WORK TO BE COMPLETED :: Reproduce the lines below word for word, starting with the line containing "Draw the outline of every instance of the paver" and continuing through the final line.

STORED ROWS ::

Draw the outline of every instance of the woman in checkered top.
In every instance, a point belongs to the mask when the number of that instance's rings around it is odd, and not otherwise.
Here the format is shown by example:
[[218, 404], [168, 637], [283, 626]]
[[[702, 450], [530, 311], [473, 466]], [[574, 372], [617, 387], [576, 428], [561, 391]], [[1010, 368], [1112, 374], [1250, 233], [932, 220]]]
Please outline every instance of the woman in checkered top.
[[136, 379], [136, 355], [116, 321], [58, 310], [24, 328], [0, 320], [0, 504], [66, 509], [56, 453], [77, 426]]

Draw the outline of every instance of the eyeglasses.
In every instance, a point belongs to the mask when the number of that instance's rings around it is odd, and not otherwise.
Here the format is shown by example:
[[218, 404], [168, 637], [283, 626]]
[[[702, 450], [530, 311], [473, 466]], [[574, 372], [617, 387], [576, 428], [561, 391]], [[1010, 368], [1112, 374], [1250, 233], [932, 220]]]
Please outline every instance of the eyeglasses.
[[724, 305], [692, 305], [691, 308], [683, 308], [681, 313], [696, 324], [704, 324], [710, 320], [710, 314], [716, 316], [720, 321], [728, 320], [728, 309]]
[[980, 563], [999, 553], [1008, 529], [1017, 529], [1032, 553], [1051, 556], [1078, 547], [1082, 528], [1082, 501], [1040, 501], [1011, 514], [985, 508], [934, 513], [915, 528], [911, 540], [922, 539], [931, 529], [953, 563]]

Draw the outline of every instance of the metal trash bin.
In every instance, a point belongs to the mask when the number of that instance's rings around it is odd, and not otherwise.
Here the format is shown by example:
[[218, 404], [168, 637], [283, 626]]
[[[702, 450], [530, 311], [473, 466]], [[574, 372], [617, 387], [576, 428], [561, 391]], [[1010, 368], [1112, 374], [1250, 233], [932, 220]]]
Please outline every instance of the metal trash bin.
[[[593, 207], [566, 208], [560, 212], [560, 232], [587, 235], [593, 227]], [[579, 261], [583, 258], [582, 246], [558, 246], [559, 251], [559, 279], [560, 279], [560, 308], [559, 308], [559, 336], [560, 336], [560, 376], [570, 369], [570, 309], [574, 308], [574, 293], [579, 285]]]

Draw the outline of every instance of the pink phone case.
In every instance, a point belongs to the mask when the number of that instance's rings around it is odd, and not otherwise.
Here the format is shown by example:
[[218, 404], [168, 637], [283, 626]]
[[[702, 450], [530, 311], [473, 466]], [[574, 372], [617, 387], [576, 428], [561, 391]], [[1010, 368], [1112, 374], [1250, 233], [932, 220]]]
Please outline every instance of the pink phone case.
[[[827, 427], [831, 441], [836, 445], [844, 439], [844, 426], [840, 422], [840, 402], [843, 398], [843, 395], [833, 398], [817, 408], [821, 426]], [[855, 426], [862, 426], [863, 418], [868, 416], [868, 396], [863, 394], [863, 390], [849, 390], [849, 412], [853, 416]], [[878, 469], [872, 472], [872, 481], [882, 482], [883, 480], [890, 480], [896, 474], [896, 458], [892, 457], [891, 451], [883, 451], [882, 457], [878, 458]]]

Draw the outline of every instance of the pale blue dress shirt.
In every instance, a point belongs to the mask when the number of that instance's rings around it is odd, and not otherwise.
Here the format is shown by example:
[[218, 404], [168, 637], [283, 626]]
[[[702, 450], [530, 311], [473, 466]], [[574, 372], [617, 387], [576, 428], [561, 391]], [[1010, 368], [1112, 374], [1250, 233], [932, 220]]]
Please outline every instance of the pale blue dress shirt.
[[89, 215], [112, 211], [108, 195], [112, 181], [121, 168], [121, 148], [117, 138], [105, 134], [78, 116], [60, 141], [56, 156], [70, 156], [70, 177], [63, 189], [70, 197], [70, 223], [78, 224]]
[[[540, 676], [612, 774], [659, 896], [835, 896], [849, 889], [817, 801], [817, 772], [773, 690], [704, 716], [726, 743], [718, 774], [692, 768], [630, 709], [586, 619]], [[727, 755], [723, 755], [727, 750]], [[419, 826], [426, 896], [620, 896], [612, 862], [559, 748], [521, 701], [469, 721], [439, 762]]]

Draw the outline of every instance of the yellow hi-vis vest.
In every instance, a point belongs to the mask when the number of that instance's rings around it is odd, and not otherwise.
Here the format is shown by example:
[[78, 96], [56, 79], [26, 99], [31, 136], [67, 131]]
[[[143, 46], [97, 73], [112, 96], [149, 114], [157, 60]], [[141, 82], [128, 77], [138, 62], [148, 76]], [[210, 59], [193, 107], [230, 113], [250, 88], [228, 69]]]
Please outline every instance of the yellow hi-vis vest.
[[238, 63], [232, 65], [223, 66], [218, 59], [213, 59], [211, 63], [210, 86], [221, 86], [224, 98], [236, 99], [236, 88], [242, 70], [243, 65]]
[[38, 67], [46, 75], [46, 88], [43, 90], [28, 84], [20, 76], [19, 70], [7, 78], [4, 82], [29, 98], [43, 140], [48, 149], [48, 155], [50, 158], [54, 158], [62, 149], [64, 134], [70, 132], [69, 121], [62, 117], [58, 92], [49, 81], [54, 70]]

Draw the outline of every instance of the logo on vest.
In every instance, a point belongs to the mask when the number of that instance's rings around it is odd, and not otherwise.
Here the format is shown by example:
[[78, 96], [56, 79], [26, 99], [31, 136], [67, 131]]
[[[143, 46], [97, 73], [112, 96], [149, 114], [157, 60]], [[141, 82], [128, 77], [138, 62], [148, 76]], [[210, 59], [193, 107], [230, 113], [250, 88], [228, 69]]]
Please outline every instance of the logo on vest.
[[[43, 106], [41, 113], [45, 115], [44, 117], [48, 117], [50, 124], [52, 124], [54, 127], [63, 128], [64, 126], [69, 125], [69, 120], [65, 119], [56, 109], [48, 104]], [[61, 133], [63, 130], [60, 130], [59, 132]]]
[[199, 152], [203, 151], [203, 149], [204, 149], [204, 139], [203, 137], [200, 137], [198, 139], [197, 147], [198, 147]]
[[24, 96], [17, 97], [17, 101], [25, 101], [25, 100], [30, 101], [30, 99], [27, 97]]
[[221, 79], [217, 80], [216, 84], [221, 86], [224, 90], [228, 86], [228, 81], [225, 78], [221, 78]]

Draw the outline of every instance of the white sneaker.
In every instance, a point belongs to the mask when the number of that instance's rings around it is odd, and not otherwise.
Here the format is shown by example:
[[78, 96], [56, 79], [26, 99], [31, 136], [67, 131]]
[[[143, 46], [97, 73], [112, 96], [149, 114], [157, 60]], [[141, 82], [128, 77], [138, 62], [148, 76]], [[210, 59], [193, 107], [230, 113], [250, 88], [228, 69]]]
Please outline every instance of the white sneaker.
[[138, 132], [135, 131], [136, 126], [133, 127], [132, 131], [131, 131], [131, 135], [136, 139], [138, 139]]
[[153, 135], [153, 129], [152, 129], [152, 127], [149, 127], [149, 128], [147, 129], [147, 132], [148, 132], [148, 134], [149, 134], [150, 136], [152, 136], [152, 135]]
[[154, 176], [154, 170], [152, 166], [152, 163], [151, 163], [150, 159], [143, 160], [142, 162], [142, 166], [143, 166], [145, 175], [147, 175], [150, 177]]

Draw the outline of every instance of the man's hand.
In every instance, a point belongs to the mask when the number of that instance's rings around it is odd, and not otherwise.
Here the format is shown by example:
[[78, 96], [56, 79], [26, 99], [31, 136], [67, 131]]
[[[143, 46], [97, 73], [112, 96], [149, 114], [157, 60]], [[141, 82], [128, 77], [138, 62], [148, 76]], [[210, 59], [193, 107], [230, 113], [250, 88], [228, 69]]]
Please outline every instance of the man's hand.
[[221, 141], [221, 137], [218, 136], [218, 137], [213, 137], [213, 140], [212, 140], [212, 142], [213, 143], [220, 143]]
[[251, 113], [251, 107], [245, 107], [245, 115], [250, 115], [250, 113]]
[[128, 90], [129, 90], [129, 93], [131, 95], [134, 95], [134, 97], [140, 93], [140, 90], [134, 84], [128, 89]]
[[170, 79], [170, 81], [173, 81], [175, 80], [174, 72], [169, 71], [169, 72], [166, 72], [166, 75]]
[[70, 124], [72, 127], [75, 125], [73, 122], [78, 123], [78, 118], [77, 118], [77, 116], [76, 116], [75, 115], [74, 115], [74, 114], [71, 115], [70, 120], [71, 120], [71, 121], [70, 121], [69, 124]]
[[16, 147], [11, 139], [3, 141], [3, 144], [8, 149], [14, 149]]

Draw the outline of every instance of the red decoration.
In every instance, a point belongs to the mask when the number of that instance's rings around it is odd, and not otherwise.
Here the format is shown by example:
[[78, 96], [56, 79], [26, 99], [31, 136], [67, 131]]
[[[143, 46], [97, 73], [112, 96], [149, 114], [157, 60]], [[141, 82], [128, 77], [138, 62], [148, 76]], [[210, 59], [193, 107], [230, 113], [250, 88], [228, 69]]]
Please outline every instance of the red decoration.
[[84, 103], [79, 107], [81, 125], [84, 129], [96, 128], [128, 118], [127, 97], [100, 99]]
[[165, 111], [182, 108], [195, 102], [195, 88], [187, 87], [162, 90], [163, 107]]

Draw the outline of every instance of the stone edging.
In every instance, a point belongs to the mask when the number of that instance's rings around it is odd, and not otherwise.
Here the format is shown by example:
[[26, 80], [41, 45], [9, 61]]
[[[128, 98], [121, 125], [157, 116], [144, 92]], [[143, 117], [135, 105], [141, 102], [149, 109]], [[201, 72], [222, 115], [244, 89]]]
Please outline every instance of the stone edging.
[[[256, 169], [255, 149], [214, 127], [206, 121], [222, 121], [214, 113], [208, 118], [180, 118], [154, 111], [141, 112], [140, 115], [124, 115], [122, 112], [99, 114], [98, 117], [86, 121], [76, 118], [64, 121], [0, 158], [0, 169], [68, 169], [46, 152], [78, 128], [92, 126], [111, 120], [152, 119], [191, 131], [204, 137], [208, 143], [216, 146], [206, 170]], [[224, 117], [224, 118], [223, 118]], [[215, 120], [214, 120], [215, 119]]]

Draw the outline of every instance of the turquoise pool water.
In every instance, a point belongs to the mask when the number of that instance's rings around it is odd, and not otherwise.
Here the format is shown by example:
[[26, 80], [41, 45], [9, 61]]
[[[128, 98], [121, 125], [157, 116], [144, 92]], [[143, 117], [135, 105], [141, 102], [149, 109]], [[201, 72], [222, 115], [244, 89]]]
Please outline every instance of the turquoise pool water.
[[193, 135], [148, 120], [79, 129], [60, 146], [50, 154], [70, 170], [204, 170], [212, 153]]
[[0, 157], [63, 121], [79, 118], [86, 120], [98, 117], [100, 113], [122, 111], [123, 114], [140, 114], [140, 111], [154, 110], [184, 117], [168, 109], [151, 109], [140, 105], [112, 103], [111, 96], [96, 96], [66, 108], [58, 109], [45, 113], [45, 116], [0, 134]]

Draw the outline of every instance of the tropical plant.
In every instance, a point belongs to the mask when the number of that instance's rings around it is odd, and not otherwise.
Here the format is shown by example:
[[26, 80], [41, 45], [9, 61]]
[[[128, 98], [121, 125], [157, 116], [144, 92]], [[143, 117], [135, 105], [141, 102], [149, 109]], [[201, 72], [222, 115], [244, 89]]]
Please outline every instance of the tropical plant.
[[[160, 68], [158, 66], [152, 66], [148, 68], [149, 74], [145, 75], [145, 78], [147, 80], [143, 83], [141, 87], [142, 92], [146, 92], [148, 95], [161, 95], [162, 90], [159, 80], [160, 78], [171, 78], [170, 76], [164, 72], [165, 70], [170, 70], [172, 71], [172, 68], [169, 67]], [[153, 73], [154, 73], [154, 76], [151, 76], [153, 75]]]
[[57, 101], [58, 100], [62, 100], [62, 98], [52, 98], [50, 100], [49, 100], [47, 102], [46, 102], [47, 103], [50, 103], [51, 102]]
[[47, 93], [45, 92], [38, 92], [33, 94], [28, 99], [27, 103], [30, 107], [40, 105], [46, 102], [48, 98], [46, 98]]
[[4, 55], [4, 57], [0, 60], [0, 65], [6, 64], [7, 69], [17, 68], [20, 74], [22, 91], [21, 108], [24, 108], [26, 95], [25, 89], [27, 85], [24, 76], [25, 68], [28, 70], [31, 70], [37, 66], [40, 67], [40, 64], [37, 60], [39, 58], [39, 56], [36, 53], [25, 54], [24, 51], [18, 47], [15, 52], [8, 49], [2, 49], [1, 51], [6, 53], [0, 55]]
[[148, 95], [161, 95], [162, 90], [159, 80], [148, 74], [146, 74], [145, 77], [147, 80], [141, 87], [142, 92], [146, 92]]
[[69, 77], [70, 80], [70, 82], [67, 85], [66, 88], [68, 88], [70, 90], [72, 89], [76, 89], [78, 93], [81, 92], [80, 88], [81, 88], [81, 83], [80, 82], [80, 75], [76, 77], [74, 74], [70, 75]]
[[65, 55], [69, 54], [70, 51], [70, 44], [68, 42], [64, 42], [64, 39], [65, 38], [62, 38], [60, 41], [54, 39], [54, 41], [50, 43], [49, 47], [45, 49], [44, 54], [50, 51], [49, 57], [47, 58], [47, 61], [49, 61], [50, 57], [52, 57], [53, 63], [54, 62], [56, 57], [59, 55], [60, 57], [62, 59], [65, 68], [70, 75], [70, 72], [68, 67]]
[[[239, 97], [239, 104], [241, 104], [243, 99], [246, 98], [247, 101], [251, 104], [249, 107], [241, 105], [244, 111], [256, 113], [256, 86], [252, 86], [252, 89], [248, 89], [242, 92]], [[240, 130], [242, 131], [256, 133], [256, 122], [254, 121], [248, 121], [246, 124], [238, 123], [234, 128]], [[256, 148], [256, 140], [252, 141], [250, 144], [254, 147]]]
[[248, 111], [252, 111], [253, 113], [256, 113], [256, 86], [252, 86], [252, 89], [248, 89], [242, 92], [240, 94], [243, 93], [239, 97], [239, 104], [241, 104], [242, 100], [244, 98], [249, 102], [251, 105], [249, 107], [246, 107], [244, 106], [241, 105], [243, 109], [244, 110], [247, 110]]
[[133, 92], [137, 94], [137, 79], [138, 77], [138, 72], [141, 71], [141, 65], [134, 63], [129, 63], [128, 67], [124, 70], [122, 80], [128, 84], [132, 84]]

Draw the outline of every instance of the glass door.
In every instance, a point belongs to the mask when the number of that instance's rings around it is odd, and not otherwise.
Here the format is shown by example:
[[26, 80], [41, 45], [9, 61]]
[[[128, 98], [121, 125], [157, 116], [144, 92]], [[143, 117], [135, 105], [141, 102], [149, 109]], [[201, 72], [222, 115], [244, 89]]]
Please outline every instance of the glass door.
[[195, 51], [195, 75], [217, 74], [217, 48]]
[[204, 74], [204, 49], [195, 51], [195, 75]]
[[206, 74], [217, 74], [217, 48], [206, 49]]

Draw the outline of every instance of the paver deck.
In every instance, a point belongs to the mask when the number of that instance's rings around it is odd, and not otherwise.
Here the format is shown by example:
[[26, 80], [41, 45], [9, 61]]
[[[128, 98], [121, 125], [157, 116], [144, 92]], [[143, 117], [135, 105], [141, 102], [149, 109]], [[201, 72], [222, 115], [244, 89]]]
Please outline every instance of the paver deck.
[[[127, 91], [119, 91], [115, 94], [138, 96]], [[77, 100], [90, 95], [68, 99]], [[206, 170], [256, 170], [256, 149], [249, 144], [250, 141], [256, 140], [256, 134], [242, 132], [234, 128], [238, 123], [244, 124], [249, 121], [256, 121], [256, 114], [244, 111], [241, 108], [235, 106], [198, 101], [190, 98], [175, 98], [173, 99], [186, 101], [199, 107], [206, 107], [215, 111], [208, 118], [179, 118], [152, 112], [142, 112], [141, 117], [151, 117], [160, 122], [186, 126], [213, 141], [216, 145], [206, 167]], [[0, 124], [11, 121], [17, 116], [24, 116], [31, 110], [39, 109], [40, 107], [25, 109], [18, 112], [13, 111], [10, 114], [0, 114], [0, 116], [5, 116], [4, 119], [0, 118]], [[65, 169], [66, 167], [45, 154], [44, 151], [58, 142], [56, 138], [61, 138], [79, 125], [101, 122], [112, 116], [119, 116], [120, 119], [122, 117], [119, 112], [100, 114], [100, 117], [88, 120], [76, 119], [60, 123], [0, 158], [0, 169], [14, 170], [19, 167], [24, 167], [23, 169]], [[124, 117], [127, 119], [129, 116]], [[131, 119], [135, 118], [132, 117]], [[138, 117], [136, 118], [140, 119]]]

PROBLEM SOLUTION ::
Draw the outline of every instance of the paver deck.
In every instance, a point belongs to the mask when the number of that instance's rings around it is odd, and not otherwise.
Here the format is shown by example:
[[26, 80], [41, 45], [9, 61]]
[[[128, 98], [121, 125], [157, 116], [144, 92]], [[143, 117], [135, 105], [141, 102], [149, 109]], [[201, 72], [222, 115], [244, 89]]]
Please outline every instance of the paver deck.
[[[127, 91], [119, 91], [115, 94], [138, 96]], [[77, 100], [90, 95], [68, 99]], [[206, 170], [256, 170], [256, 149], [249, 144], [250, 141], [256, 140], [256, 134], [242, 132], [234, 128], [238, 123], [244, 124], [249, 121], [256, 121], [256, 114], [244, 111], [241, 108], [235, 106], [198, 101], [190, 98], [175, 98], [173, 99], [186, 101], [199, 107], [206, 107], [215, 111], [208, 118], [179, 118], [152, 112], [142, 112], [141, 117], [151, 117], [160, 122], [186, 126], [213, 141], [216, 145], [206, 167]], [[0, 124], [11, 121], [17, 116], [24, 116], [31, 110], [39, 109], [40, 107], [25, 109], [18, 112], [13, 111], [10, 114], [0, 114], [0, 116], [5, 116], [4, 119], [0, 118]], [[65, 169], [66, 167], [45, 154], [44, 151], [58, 142], [56, 138], [61, 138], [79, 125], [101, 122], [112, 116], [119, 116], [120, 119], [122, 117], [119, 112], [100, 114], [100, 117], [88, 120], [76, 119], [60, 123], [0, 158], [0, 169], [14, 170], [19, 167], [24, 167], [23, 169]], [[124, 117], [127, 119], [129, 116]], [[131, 119], [135, 118], [132, 117]], [[138, 117], [136, 118], [140, 119]]]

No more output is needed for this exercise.